Stated goal 1:
Extract the part of the seismology column that begins at the words "While such early" and stops after "of automatic processing.", copying it word for word.
Stated goal 2:
Pull out each line in the listing that contains the string "dark", and copy every such line in full.

Passage:
November/December 1996

Steve Malone
E-mail: steve@geophys.washington.edu
Geophyics AK-50
University of Washington
Seattle, WA 98195
Phone: (206) 685-3811
Fax: (206) 543-0489


How often have we heard the term "real-time" applied to some sort of seismic analysis or process? "Real-time epicenter determination", "real-time moment tensor solution", and "real-time earthquake notification" are terms being used routinely to describe current seismic processing. Of course, this is usually a misapplication of the term "real time." According to Webster, real time means "the actual time during which something takes place", and according to the Oxford English Dictionary, it means "the actual time during which a process or event occurs, especially, one analyzed by a computer." In the strictest sense, for earthquake locations and mechanisms "real time" would mean during the actual faulting process. A more liberal interpretation might be analysis during the arrival of seismic waves. Currently seismologists seem to use the term "real time" to mean "automatic" or "pretty soon after." A 1991 report of the National Research Council entitled "Realtime Earthquake Monitoring" included discussions of early warning and rapid response. The former is truly real-time in that analysis and results take place during the arrival of seismic waves. The latter is more in the realm of "automatic" and might more accurately be called "near-real time." Many seismic recording systems now do "near-real time" processing; however, the Electronic Seismologist knows of only a few cases where final results of the processing were usefully available during the shaking.

Two examples of "early warning" systems are worth mentioning. The Urgent Earthquake Detection and Alarm System (UrEDAS) in Japan is currently designed to use the P-wave arrivals at a single station to predict the level of shaking to follow during the S- and surface-wave arrivals to warn critical facilities such as high-speed trains. While this system has been operational at some level for years in Japan, the Electronic Seismologist is not aware of its usefulness in actual large earthquakes (URL http://www.rtri.or.jp/rd/UrEDAS/UrEDAS_E.html [this URL is no longer valid]). During the aftershock sequence of the Loma Prieta earthquake, the USGS used a radio-telemetered seismic signal from the epicentral region to a site in Oakland, where an alarm was sounded to alert rescue workers on a damaged freeway structure several tens of seconds before the strong shaking arrived from an aftershock (URL http://quake.wr.usgs.gov/prepare/factsheets/Mitigation).

While such early warning projects are potential end goals of many seismic processing centers, few centers are seriously attempting such "real time" processing now. However, many do "near-real time" or automatic processing, providing useful information to others within minutes of an earthquake's occurrence. There is a large range of "nearness" to real time with which data and processed results are available. The previous two Electronic Seismologist columns reviewed the "far" end of "near-real time", covering seismic data acquisition over the Internet within many minutes to hours of an earthquake via the AutoDRM and IRIS SPYDERTM systems. This column reviews some of the seismic resources available on the Internet within seconds to minutes of "real time" and includes both raw data and the results of automatic processing.

[Location labeling records]
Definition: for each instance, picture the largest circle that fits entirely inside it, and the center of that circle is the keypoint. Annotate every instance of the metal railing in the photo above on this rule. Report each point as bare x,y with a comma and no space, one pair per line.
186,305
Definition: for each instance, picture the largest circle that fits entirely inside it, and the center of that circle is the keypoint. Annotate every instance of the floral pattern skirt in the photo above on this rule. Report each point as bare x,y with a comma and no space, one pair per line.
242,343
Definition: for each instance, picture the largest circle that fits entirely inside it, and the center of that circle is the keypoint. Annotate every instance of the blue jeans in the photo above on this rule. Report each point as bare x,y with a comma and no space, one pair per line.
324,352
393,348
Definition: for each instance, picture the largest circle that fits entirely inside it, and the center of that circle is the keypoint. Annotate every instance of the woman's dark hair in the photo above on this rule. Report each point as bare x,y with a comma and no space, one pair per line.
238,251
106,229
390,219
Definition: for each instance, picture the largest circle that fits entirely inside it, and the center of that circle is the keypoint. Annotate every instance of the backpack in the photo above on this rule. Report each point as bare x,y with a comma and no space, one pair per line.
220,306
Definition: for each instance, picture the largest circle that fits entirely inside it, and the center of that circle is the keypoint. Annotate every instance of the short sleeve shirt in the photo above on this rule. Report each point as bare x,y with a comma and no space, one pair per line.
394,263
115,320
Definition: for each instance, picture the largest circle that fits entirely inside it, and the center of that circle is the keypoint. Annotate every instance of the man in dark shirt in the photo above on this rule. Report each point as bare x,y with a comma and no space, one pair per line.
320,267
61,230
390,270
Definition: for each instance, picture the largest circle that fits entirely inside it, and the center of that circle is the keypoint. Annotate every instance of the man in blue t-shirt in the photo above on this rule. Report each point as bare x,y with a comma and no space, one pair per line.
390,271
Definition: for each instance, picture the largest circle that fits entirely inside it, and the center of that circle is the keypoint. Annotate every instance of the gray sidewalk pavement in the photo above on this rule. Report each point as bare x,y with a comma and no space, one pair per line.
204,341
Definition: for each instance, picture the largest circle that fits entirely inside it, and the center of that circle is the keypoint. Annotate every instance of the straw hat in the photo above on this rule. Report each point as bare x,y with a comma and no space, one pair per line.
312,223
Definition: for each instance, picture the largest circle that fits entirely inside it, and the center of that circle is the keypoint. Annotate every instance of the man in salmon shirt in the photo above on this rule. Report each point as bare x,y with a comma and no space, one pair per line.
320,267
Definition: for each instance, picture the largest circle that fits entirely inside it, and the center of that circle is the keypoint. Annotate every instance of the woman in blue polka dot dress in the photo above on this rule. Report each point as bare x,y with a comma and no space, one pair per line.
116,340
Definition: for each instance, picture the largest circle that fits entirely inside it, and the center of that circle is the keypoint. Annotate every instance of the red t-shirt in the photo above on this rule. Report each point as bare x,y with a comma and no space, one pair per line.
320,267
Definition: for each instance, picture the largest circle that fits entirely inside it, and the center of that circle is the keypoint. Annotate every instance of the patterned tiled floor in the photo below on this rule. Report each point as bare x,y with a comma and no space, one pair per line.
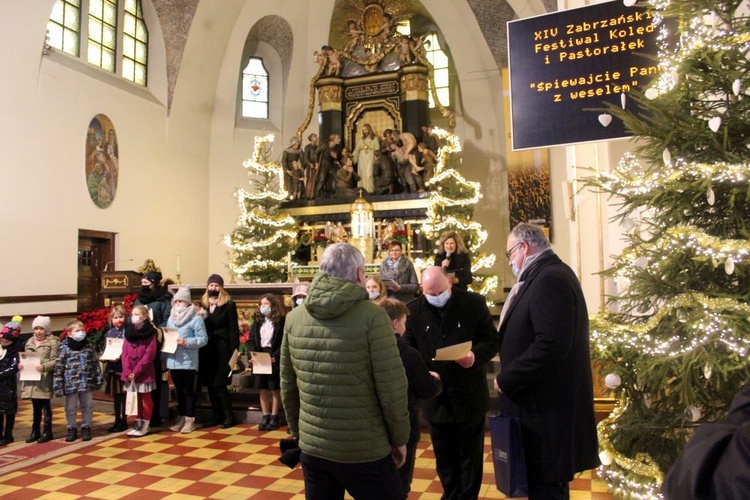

Task response 1:
While such early warning projects are potential end goals of many seismic processing centers, few centers are seriously attempting such "real time" processing now. However, many do "near-real time" or automatic processing, providing useful information to others within minutes of an earthquake's occurrence. There is a large range of "nearness" to real time with which data and processed results are available. The previous two Electronic Seismologist columns reviewed the "far" end of "near-real time", covering seismic data acquisition over the Internet within many minutes to hours of an earthquake via the AutoDRM and IRIS SPYDERTM systems. This column reviews some of the seismic resources available on the Internet within seconds to minutes of "real time" and includes both raw data and the results of automatic processing.

Task response 2:
Definition: for each instance, picture the largest circle that fits entirely inside it, and the center of that circle is the keypoint. Annotate every instance of the woman's dark hair in the photo above on this rule. Report each point as bare x,y with a comma and no space, one pair per line.
Definition: for each instance, picture the largest circle that fits entirely inside it, and the center of that circle is the keypoint. Annotate every instance of the man in dark shirt in the photo above on this rule. Report each point as bare x,y with a comma and no space, one pair per line.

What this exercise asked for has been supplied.